ПИСЬМЕННОЕ ЗАДАНИЕ 1 — Выпишите все строки записей ниже, в которых встречается слово «winding».

ФРАГМЕНТ ТЕКСТА —

На днях в Кишиневе, в кинотеатре «Одеон» прошла премьера документального фильма «Bucurie de Noroc la Orizont de Plai». Главные зачинщики события, или выражаясь в рамках кинематографической лексики, авторы фильма – музыкант Алекс Каланча и журналист (точнее, режиссер, одевший на себя одежды журналиста) Виктория Кушнир. Об Алексе поговорим как-то отдельно, на предмет того, что еще ему не чуждо, учитывая диапазон личности.
Сейчас – о Виктории. Одной из тех уникумов, работа которых не дает права говорить о том, что культура, увы, – не тема для молдавской журналистики.
Тема! – если, конечно, ты видишь в конце туннеля не прибыли, а отчаянную радость от возможности рассказать о тех, кто творил, творит и намерен творить. Этот рассказ – читайте внимательно название – о золотом поколении артистов, чей расцвет пришелся на период застоя, с экскурсией почти в начало прошлого века, к истокам. В кадрах – выступления легендарных музыкантов, архивные интервью со всеми сопричастными, фрагменты со съемочных площадок, интервью сегодняшние.
Шико Аранов, Михай Долган, Штефан Петраке, Эмиль Лотяну, Андрей Стрымбяну, Лидия Ботезату, братья Казаку, Михай Поятэ, Мариан Стырча, Ливиу Штирбу и многие-многие другие. Очень динамичный, в темпе vivacissimo, без мучительных, с намеком на многозначительность, пауз, даже вызывающий иной раз желание остановить кадр, отмотать назад, фильм, в котором – целая эпоха и блестящая плеяда настоящих Артистов, которыми гордишься, и, самое главное, с удовольствием слушаешь. Виктории же – большое спасибо, за то, что сумела так талантливо высказать нашу обобщенную признательность героям своего кино.

ИСХОДНЫЕ ДАННЫЕ —
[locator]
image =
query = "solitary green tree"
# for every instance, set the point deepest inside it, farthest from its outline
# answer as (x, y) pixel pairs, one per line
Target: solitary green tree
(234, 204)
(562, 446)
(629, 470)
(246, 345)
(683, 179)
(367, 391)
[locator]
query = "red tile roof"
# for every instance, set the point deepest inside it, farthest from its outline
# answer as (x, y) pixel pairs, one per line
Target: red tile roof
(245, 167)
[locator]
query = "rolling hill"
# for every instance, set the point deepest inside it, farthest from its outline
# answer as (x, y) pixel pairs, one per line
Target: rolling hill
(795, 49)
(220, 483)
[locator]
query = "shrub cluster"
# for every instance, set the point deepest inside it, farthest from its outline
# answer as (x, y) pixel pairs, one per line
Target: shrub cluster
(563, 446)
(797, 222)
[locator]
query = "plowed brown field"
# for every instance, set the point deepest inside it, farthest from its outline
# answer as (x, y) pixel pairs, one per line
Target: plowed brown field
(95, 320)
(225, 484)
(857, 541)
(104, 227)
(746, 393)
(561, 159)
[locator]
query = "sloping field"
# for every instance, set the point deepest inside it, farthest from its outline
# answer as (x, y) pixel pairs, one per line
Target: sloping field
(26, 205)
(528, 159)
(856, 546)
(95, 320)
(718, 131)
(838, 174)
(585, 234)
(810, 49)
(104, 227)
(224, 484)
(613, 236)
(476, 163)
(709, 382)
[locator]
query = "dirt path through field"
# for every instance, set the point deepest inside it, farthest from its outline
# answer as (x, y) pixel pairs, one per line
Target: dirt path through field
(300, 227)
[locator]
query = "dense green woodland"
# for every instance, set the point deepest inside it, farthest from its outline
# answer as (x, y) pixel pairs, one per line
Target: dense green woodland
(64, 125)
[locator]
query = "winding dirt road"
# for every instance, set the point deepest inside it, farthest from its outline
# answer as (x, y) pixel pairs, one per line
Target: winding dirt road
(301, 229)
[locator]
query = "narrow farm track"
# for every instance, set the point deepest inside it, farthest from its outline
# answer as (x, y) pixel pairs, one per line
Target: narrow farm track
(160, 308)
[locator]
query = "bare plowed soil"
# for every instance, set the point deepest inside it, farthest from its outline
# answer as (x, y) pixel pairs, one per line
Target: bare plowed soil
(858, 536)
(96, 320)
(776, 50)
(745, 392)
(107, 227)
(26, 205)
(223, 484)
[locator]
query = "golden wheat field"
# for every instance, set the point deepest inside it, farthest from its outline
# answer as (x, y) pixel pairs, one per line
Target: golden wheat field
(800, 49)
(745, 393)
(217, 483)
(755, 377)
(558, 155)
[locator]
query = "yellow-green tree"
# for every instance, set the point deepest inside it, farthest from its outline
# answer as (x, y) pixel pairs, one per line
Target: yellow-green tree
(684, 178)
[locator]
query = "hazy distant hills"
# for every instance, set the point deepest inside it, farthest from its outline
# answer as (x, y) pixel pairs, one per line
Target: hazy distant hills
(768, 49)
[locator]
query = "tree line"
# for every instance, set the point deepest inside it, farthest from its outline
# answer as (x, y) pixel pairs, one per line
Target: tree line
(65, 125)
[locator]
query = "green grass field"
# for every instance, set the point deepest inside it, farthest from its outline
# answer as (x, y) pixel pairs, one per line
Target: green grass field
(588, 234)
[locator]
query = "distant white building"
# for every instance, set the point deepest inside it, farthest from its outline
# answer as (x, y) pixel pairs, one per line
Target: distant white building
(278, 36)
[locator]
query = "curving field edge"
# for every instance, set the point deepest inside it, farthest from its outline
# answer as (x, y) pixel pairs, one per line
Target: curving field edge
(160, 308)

ПИСЬМЕННОЕ ЗАДАНИЕ 2 — Напишите продолжение заметки о премьере фильма «Bucurie de Noroc la Orizont de Plai», начиная сразу после её последнего предложения.

ОЖИДАЕМЫЙ ОТВЕТ 1 —
query = "winding dirt road"
Target: winding dirt road

ОЖИДАЕМЫЙ ОТВЕТ 2 —
– Для начала, Виктория, расскажи, с чего все началось. Кому вообще в голову пришла эта идея?
– Её родила голова Алекса Каланчи. Его голове, вообще, кажется, нет покоя – не успеет Алекс выйти из одного проекта, как сразу влезает в следующий. Он дышит музыкой. Особо – живой. А в прошлом году Алекс пригласил всех на концерт «Amintire de iubire», где молодые исполнители исполняли музыку прошлого века.
Зал ликовал! Аплодировали стоя, кажется, целую вечность. Алекс подумал, что «золотому» поколению нужно отдать должное, вот и созрела идея документального кино. Алекс его видел, как музыкально-документальный фильм, а получился он уже очень документальным: когда начинаешь копаться, понимаешь, что это было за удивительное время, и есть, что рассказывать.
– Какова роль примэрии в этом проекте, могу догадываться – они финансировали проект. Роль киностудии Moldova Film, предоставивших архивные материалы, тоже понятна. Как обозначен в титрах Алекс Каланча?
– Ну, Алекс – продюсер фильма: его дебют в этом амплуа состоялся, с чем его и поздравляю. Во-вторых, мы почти все интервью делали вместе. Помимо этого, он еще сыграл вместе с Николаем Русу, его барабанщиком, groovy для фильма. И самое важное – это он выбрал меня в режиссеры, а не я его в продюсеры.
Мог же выбрать кого угодно: Академия искусств выпускает уже больше 15 лет, каждый год, по несколько «светлых» голов режиссерских, не считая тех, кто уже обучился в Бухаресте или ВГИКе, или наших мэтров-документалистов. И я ему очень благодарна за выбор меня, хотя, признаться, я несколько раз хотела отказаться от этого проекта. И тут же хочу добавить, что мне было очень приятно снова поработать с Олегом Попеску, оператором всех моих фильмов. На этот раз переломила себя и доверила мастерниг звука Корнелиу Букэтару, о чем не жалею. А в особо трудные моменты меня невероятно поддерживали Корнелиу, Рома Бордей, Алла Донцу и Серджиу Куматренко из Youbesc, и это большое счастье, когда есть, на кого положиться. Я уже не говорю об Алексе и Лучии Кулев из Примэрии. В общем, так и хочется сказать: «Всем спасибо! Все свободны, до следующего фильма» J.
– У тебя это четвертый фильм. В сравнении с работой над предыдущими, эта была какой – интереснее, легче или, может, напротив, сложнее, дольше, и т.д.?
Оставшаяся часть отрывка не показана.